>> Start Listed entries

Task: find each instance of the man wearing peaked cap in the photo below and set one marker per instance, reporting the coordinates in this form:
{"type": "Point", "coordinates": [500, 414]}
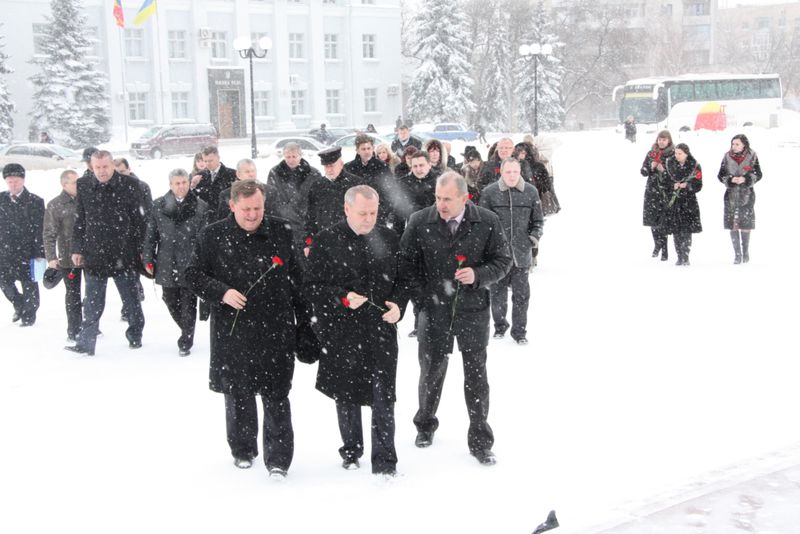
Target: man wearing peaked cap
{"type": "Point", "coordinates": [21, 217]}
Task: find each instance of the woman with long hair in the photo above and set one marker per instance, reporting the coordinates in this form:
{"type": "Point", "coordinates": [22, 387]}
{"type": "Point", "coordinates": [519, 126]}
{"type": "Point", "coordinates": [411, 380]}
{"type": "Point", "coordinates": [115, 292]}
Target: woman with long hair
{"type": "Point", "coordinates": [740, 170]}
{"type": "Point", "coordinates": [654, 192]}
{"type": "Point", "coordinates": [683, 179]}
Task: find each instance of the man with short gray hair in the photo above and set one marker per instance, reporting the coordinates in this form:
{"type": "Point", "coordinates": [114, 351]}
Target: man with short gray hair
{"type": "Point", "coordinates": [450, 254]}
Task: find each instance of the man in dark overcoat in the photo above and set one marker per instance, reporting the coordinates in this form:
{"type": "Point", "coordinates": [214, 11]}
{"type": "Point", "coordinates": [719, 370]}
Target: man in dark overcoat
{"type": "Point", "coordinates": [517, 204]}
{"type": "Point", "coordinates": [325, 197]}
{"type": "Point", "coordinates": [106, 243]}
{"type": "Point", "coordinates": [59, 223]}
{"type": "Point", "coordinates": [245, 267]}
{"type": "Point", "coordinates": [175, 222]}
{"type": "Point", "coordinates": [350, 280]}
{"type": "Point", "coordinates": [215, 178]}
{"type": "Point", "coordinates": [451, 252]}
{"type": "Point", "coordinates": [21, 219]}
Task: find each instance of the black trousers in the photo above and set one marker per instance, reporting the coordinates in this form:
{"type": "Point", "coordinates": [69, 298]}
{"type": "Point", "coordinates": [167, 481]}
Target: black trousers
{"type": "Point", "coordinates": [25, 303]}
{"type": "Point", "coordinates": [72, 300]}
{"type": "Point", "coordinates": [433, 358]}
{"type": "Point", "coordinates": [384, 455]}
{"type": "Point", "coordinates": [182, 306]}
{"type": "Point", "coordinates": [517, 278]}
{"type": "Point", "coordinates": [241, 421]}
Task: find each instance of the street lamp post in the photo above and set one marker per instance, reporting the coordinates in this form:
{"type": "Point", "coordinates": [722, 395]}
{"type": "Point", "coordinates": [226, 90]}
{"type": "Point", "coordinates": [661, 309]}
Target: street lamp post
{"type": "Point", "coordinates": [244, 45]}
{"type": "Point", "coordinates": [537, 51]}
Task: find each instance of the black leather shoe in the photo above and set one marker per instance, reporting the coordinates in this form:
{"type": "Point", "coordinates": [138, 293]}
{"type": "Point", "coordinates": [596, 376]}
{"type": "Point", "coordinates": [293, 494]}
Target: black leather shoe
{"type": "Point", "coordinates": [351, 464]}
{"type": "Point", "coordinates": [424, 439]}
{"type": "Point", "coordinates": [79, 350]}
{"type": "Point", "coordinates": [484, 457]}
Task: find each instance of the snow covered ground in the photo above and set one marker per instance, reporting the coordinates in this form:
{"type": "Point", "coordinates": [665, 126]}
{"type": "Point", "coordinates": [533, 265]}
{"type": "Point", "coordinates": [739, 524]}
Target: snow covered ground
{"type": "Point", "coordinates": [643, 380]}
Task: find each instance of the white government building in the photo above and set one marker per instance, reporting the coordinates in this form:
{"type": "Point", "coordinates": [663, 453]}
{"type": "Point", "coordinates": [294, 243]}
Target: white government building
{"type": "Point", "coordinates": [332, 61]}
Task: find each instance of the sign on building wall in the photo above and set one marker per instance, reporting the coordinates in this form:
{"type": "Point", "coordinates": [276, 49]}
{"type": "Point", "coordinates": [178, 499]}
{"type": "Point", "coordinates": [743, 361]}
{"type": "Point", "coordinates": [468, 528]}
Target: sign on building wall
{"type": "Point", "coordinates": [226, 95]}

>> End Listed entries

What you will do = Reproduce every entry word for word, but omit the pictures.

Answer to this problem =
Task: find each instance of the man wearing peaked cap in the photo below and set one marker per instance, reporting the coordinates in this form:
{"type": "Point", "coordinates": [500, 414]}
Target: man wearing peaked cap
{"type": "Point", "coordinates": [21, 217]}
Task: find each instance of the woman with long hair in the photo above and set one marker per instance, reporting the coordinates in this form:
{"type": "Point", "coordinates": [22, 387]}
{"type": "Point", "coordinates": [519, 126]}
{"type": "Point", "coordinates": [411, 380]}
{"type": "Point", "coordinates": [115, 292]}
Target: woman with long hair
{"type": "Point", "coordinates": [740, 170]}
{"type": "Point", "coordinates": [654, 192]}
{"type": "Point", "coordinates": [683, 179]}
Task: find each instance of the man with short gray hair in the photo above and set one marker per instance, reporting the coordinates in this form:
{"type": "Point", "coordinates": [114, 351]}
Target: man with short gray hair
{"type": "Point", "coordinates": [450, 254]}
Task: find each instance of the man in dark overcoat in the photo above and set one marker per instance, reporting the coordinates in this form:
{"type": "Point", "coordinates": [214, 11]}
{"type": "Point", "coordinates": [719, 370]}
Target: man in dark overcoat
{"type": "Point", "coordinates": [517, 204]}
{"type": "Point", "coordinates": [325, 197]}
{"type": "Point", "coordinates": [106, 243]}
{"type": "Point", "coordinates": [59, 223]}
{"type": "Point", "coordinates": [245, 267]}
{"type": "Point", "coordinates": [175, 222]}
{"type": "Point", "coordinates": [350, 280]}
{"type": "Point", "coordinates": [215, 178]}
{"type": "Point", "coordinates": [451, 252]}
{"type": "Point", "coordinates": [21, 219]}
Task: find each instance of the black trousers in the photo above and set one marker per instance, reporting the coordinates in this form:
{"type": "Point", "coordinates": [69, 298]}
{"type": "Point", "coordinates": [167, 481]}
Target: black trousers
{"type": "Point", "coordinates": [25, 303]}
{"type": "Point", "coordinates": [72, 300]}
{"type": "Point", "coordinates": [433, 358]}
{"type": "Point", "coordinates": [384, 455]}
{"type": "Point", "coordinates": [182, 306]}
{"type": "Point", "coordinates": [517, 278]}
{"type": "Point", "coordinates": [241, 421]}
Task: find each instance of the street lamp post in the photo above and set one marker per instance, reporting the coordinates in this form:
{"type": "Point", "coordinates": [722, 395]}
{"type": "Point", "coordinates": [226, 90]}
{"type": "Point", "coordinates": [661, 309]}
Target: street lamp post
{"type": "Point", "coordinates": [244, 45]}
{"type": "Point", "coordinates": [537, 51]}
Task: find each instance of the black leather shoe in the photo above and set one marker per instance, reporting the coordinates in this form:
{"type": "Point", "coordinates": [138, 293]}
{"type": "Point", "coordinates": [596, 376]}
{"type": "Point", "coordinates": [293, 494]}
Target: black leather shoe
{"type": "Point", "coordinates": [351, 464]}
{"type": "Point", "coordinates": [424, 439]}
{"type": "Point", "coordinates": [79, 350]}
{"type": "Point", "coordinates": [484, 457]}
Task: find each instance of the snow covered ground in the photo above and set one marker per instance, reporting the coordinates in this form:
{"type": "Point", "coordinates": [665, 126]}
{"type": "Point", "coordinates": [533, 265]}
{"type": "Point", "coordinates": [739, 524]}
Target: snow covered ground
{"type": "Point", "coordinates": [643, 380]}
Task: find each instance of the white government building in the photo above and set one marker per instance, reporting the coordinates in this form:
{"type": "Point", "coordinates": [663, 453]}
{"type": "Point", "coordinates": [294, 243]}
Target: white government building
{"type": "Point", "coordinates": [332, 61]}
Task: find each instance of the sign on building wall in the photo above and set one marker per instance, reporting the coordinates in this form:
{"type": "Point", "coordinates": [276, 49]}
{"type": "Point", "coordinates": [178, 499]}
{"type": "Point", "coordinates": [743, 361]}
{"type": "Point", "coordinates": [468, 528]}
Target: sign on building wall
{"type": "Point", "coordinates": [226, 95]}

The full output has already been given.